There is no need for any of this. Trade, like politics, is what we make it. It is what governments allow it to be. These same governments do not allow their citizens to run amok in terms of crime (other than financial) nor should they in terms of the consequences of so-called ‘free trade’. Trade which is free in the sense that multinational profiteers are free to spend their gotten gains as they wish and the displaced workers or those younger people who will now not get a proper job are free to take a zero hours contract. In these ways, we’re all in it together.
The globalised companies take full advantage of slack or absent regulation and their ability to play one country off against another through lack of international co-ordination and covertly compliant governments. One company starts off-shoring jobs and the others, equally devoid of conscience but not of greed, follow suit with their erstwhile employees herded to the edge of the cliff like lemmings.
Ideally globalisation should be unwound – as I have argued in other posts on this blog. Globalisation didn’t arise overnight nor can it be got rid of quickly, but for western governments to plead powerlessness in the longer term is both defeatist and false. They may be thinking more of their campaign contributions.

:: LISTED RECORDS ::
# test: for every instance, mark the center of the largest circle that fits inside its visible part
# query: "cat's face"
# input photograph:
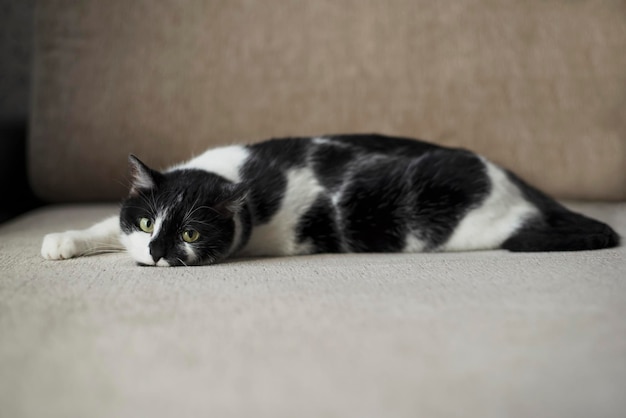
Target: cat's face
(183, 217)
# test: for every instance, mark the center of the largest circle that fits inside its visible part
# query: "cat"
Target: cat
(331, 194)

:: REQUESTS ::
**a.** Set down the part of the globalization passage from "Ideally globalisation should" up to and including "their campaign contributions.", word for word.
**b.** Do these statements agree with the globalization passage? For each, answer yes or no and quote the words that decide it. (i) Globalization arose overnight. (ii) Once one company begins off-shoring jobs, the others follow suit. (iii) Trade is what governments allow it to be.
**c.** Write what comes next in the globalization passage, starting after its final sentence.
None of the items is needed for this work.

:: RESPONSE LIST ::
**a.**
Ideally globalisation should be unwound – as I have argued in other posts on this blog. Globalisation didn’t arise overnight nor can it be got rid of quickly, but for western governments to plead powerlessness in the longer term is both defeatist and false. They may be thinking more of their campaign contributions.

**b.**
(i) No: "Globalisation didn’t arise overnight"
(ii) Yes: "One company starts off-shoring jobs and the others, equally devoid of conscience but not of greed, follow suit"
(iii) Yes: "It is what governments allow it to be."

**c.**
But if we are stuck with globalisation, let us at least make it two-dimensional. This second dimension is an effective international tax regime to net the multinational tax dodgers, force them to pay a reasonable rate of tax and get rid of the parasite tax havens that facilitate them. In addition, a worldwide financial transactions tax would raise substantial revenue from a sector that can well afford to pay. Needless to say, the British Government is opposed to it but other countries may yet make a start.
And in future, when politicians and business big shots urge the embracing of globalisation let them embrace the two dimensional version in which they show some decency, social responsibility and some awareness of a common good beyond themselves.